### Records for processing ###

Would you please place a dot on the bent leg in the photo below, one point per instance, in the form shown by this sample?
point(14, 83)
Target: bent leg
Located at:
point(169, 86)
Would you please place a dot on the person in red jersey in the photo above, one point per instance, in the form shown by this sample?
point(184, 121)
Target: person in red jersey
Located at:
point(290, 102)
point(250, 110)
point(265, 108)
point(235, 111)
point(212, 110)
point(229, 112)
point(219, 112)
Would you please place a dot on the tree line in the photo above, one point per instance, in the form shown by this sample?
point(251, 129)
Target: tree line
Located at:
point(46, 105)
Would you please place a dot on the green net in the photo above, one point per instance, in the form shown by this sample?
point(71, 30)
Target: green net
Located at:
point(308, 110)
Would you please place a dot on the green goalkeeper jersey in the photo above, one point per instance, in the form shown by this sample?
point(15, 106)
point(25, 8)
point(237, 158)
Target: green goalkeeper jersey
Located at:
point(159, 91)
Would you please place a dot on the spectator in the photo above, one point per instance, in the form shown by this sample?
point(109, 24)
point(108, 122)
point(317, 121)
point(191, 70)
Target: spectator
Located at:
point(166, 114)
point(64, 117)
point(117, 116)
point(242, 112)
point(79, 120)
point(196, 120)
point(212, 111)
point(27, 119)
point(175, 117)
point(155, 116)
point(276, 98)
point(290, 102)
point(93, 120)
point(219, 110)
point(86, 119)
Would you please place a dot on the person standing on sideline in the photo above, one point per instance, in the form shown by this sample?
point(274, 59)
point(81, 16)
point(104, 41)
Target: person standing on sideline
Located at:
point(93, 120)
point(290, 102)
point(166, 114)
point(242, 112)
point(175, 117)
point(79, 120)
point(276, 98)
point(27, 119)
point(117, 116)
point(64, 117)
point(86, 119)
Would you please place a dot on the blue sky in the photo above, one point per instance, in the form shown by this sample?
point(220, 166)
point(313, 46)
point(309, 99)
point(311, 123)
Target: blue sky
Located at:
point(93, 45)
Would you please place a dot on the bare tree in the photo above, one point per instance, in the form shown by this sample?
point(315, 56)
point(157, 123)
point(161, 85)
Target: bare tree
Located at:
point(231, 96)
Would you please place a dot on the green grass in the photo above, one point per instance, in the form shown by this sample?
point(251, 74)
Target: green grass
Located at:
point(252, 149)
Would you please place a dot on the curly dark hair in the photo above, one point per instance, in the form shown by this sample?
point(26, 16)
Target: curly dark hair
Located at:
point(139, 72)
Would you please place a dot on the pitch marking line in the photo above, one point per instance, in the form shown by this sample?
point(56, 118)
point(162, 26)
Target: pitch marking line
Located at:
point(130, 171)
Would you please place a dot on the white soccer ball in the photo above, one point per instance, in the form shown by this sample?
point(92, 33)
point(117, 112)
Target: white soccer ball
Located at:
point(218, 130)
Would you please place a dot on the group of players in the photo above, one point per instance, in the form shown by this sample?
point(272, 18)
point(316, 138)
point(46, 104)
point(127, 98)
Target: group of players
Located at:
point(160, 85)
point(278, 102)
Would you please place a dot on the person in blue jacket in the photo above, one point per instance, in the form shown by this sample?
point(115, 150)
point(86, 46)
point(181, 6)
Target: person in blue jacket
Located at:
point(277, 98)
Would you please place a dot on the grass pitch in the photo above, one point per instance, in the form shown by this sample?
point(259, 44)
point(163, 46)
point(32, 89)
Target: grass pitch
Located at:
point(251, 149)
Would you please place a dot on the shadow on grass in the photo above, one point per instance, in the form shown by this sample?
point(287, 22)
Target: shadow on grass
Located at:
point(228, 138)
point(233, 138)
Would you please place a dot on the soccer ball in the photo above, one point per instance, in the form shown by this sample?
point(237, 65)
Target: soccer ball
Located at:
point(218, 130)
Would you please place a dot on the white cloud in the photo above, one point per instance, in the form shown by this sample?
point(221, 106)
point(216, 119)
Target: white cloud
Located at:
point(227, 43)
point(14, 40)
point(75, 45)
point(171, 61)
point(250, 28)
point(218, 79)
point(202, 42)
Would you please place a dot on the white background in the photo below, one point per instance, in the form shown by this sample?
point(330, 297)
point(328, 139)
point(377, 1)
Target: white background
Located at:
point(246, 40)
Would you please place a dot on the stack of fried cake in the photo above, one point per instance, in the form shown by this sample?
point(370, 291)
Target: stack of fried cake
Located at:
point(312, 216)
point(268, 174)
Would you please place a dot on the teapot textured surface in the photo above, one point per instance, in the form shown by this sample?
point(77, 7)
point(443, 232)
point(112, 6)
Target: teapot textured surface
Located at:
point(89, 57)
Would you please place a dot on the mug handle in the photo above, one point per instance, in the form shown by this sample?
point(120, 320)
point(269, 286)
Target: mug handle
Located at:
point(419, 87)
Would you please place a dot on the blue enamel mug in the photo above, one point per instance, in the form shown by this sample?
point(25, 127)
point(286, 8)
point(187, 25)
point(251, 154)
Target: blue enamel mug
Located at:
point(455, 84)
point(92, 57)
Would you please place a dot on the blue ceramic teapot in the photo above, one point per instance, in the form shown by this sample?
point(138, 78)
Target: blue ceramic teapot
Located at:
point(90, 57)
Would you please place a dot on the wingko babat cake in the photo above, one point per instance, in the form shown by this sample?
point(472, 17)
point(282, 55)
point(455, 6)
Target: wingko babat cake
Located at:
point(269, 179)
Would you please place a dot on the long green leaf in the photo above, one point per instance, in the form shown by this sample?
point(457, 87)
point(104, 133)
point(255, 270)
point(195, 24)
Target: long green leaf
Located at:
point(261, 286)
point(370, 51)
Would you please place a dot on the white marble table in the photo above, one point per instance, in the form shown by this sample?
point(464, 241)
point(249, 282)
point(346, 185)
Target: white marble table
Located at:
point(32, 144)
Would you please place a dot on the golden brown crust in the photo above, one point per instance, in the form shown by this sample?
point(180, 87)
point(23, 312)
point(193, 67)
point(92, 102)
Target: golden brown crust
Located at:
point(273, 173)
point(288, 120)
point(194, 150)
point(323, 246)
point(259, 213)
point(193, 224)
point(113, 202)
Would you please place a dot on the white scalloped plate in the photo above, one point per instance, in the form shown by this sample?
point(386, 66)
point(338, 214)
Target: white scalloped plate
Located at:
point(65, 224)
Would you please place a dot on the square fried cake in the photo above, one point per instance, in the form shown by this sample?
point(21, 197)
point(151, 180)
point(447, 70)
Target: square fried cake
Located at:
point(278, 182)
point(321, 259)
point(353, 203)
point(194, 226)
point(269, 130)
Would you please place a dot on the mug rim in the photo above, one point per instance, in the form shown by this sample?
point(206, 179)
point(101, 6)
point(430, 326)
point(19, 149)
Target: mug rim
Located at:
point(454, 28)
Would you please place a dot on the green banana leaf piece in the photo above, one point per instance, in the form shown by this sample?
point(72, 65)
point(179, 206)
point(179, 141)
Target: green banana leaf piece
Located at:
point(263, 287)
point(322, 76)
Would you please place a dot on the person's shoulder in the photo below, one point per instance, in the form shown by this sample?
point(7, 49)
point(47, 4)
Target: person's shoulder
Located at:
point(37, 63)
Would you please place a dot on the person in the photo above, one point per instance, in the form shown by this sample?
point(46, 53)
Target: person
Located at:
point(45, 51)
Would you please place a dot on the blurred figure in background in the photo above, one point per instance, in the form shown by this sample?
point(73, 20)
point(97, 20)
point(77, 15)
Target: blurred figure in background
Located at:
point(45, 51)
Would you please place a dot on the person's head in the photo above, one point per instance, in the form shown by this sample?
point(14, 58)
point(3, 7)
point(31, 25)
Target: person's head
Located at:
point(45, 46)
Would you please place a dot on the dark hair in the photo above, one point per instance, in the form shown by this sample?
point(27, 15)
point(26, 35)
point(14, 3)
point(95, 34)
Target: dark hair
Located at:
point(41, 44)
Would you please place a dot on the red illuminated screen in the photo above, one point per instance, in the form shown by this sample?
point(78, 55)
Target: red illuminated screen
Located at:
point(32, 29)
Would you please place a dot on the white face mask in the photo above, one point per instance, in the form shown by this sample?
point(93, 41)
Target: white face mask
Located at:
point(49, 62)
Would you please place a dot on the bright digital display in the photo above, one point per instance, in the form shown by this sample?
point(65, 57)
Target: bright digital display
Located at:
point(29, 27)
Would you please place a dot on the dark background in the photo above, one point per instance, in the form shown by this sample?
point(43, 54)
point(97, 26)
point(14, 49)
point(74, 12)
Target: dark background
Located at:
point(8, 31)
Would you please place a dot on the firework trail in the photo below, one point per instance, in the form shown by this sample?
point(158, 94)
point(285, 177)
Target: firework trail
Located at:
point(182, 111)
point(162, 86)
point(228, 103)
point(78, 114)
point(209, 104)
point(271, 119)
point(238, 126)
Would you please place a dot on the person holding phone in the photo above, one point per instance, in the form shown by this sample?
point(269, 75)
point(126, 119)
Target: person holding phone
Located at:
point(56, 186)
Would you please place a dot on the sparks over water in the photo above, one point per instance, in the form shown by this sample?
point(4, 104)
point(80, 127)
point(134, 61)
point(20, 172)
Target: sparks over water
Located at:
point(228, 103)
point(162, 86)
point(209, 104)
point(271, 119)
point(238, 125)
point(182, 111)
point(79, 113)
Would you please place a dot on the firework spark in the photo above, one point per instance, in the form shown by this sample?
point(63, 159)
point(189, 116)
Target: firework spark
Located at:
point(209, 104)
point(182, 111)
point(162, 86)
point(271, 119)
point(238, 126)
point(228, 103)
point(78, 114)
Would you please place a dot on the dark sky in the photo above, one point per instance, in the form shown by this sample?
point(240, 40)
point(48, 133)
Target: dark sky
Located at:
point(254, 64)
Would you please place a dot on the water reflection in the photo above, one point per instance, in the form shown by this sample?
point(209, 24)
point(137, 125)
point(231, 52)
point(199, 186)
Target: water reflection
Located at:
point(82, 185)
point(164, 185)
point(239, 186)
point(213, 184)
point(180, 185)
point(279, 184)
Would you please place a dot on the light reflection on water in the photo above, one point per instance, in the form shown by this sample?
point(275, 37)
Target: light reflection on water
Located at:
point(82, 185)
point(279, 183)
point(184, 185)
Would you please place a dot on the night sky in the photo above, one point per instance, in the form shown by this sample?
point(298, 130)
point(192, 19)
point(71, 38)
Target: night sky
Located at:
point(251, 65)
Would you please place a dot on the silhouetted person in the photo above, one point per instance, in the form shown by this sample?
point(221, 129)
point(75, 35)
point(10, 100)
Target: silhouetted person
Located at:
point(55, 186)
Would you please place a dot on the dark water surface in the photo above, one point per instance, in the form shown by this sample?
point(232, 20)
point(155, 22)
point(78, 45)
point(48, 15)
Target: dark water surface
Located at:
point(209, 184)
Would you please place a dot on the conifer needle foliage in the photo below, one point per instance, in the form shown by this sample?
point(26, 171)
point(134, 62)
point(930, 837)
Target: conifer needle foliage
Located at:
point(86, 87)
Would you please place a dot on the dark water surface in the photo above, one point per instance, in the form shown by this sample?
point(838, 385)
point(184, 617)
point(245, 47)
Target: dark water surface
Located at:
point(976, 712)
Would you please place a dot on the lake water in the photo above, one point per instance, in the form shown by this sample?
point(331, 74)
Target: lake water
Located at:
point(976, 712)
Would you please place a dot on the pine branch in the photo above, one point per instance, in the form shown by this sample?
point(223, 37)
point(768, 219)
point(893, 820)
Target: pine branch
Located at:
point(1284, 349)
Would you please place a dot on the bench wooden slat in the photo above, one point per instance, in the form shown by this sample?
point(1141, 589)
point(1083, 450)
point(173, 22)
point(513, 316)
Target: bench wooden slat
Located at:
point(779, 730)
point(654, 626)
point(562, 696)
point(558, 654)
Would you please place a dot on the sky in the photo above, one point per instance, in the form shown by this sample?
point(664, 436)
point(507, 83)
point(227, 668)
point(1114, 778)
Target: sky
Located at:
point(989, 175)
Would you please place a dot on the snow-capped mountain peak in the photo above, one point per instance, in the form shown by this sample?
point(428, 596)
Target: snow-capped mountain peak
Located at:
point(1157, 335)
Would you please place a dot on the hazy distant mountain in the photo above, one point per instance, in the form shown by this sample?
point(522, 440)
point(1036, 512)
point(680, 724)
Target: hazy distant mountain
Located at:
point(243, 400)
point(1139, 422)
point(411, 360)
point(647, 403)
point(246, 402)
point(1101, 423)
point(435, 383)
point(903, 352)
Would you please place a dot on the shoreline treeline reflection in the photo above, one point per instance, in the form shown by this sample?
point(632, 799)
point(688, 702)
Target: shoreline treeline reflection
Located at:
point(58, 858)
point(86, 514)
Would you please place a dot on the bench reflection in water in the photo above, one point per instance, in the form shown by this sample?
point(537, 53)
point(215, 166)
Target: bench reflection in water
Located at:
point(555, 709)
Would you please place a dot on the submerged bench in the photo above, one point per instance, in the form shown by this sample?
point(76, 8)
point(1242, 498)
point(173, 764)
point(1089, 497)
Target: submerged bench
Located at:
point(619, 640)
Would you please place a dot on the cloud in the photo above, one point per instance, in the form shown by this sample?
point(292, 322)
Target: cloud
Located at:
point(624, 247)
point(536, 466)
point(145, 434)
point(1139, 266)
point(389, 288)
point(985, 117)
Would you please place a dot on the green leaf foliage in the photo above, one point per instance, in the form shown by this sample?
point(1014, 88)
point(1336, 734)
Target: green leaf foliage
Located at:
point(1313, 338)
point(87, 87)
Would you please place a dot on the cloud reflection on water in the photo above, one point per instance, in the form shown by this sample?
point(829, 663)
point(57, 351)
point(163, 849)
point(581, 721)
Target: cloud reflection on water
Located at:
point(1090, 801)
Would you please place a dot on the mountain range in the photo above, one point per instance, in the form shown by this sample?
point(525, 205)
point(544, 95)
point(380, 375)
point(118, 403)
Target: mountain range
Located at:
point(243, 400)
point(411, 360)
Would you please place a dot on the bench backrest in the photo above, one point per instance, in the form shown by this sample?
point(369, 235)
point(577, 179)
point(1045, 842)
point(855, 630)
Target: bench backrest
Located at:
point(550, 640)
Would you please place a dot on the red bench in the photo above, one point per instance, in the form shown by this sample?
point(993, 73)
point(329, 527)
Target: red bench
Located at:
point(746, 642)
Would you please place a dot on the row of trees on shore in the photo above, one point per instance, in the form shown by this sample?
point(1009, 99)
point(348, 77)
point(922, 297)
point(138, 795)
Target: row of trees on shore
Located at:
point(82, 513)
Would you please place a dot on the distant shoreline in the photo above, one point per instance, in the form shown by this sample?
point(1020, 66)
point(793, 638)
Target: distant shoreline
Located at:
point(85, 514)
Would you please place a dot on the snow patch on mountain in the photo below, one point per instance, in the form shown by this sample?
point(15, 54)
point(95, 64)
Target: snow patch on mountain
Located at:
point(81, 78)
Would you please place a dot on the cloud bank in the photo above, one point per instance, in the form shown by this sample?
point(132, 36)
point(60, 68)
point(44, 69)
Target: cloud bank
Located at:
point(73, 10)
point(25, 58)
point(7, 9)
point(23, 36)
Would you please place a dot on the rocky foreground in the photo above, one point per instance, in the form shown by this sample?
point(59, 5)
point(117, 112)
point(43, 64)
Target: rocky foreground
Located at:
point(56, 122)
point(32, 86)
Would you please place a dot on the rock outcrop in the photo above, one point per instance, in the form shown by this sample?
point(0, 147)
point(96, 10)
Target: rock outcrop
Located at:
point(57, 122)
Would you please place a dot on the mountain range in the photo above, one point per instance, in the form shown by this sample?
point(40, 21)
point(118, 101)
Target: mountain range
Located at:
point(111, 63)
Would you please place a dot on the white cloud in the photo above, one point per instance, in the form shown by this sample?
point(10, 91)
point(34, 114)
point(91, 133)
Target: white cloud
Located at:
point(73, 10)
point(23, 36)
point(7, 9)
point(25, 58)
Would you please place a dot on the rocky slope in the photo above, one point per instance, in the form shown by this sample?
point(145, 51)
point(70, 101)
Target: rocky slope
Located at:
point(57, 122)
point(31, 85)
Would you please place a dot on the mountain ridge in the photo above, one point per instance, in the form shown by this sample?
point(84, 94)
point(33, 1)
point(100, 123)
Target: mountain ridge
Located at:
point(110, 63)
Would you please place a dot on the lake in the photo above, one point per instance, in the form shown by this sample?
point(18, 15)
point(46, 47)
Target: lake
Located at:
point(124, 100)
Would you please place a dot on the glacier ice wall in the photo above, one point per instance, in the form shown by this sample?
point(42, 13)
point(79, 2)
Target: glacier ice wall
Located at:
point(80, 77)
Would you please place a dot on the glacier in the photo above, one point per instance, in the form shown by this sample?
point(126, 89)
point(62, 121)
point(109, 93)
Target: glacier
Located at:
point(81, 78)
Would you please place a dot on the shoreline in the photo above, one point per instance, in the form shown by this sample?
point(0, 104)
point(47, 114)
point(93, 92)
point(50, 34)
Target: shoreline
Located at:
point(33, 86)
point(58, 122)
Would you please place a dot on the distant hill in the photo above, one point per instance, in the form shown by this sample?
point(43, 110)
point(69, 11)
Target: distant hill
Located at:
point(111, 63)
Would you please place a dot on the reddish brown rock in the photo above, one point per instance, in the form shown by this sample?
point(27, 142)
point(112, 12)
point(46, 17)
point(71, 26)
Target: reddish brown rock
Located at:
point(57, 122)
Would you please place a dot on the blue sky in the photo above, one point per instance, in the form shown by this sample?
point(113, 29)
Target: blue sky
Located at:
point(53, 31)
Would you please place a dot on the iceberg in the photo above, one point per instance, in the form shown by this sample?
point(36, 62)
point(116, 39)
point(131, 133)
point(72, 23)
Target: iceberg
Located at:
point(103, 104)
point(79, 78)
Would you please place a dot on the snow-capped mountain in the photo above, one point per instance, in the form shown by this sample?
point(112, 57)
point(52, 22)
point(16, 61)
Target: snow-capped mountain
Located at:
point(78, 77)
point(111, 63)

###

Rescale the items above from the line with "Would you please place a dot on the hazy" to the line with "point(1090, 801)", both ends included, and write every one of those lines out again. Multiply only the coordinates in the answer points by 2.2 and round them to whole numbers, with halves going up. Leave the sample points and all other wording unchanged.

Would you please place a dot on the hazy distant mountain in the photo above, one point per instance, in the form shown by this sample?
point(522, 440)
point(1036, 512)
point(680, 724)
Target: hazy distant mountain
Located at:
point(535, 880)
point(2506, 928)
point(904, 792)
point(1423, 887)
point(541, 884)
point(2422, 931)
point(957, 843)
point(1987, 774)
Would you please place a dot on the shoreline treeline reflection in the photo above, one point per instance, in the form shown by this sample?
point(632, 799)
point(688, 702)
Target: shoreline treeline reflection
Located at:
point(128, 1888)
point(189, 1131)
Would you please place a dot on the bench reflection in water in the photo above, one point per instance, in the form shown by this sample?
point(537, 53)
point(215, 166)
Target: bench reflection in water
Located at:
point(1221, 1560)
Would you please place a dot on the submerged bench in the photo above, one point per instance, in the form shown by this sample?
point(76, 8)
point(1242, 498)
point(173, 764)
point(1089, 497)
Target: submerged bench
Located at:
point(1362, 1408)
Would you please place a dot on the cloud in the photo above, one point per instance, in the form shown by this sample?
point(292, 322)
Target: cloud
Located at:
point(1373, 543)
point(1179, 1025)
point(319, 955)
point(2506, 585)
point(856, 634)
point(2167, 257)
Would you please place a dot on the green leaf foliage in the photo above, one point per instance, in the form shown by this sample?
point(1014, 88)
point(1336, 734)
Target: green leaf foliage
Located at:
point(2889, 744)
point(191, 191)
Would you please place a dot on the cloud reflection on water in the photo above, one point per instance, in the form shown by this sample?
point(829, 663)
point(57, 351)
point(163, 849)
point(581, 721)
Target: cloud reflection on water
Located at:
point(2398, 1762)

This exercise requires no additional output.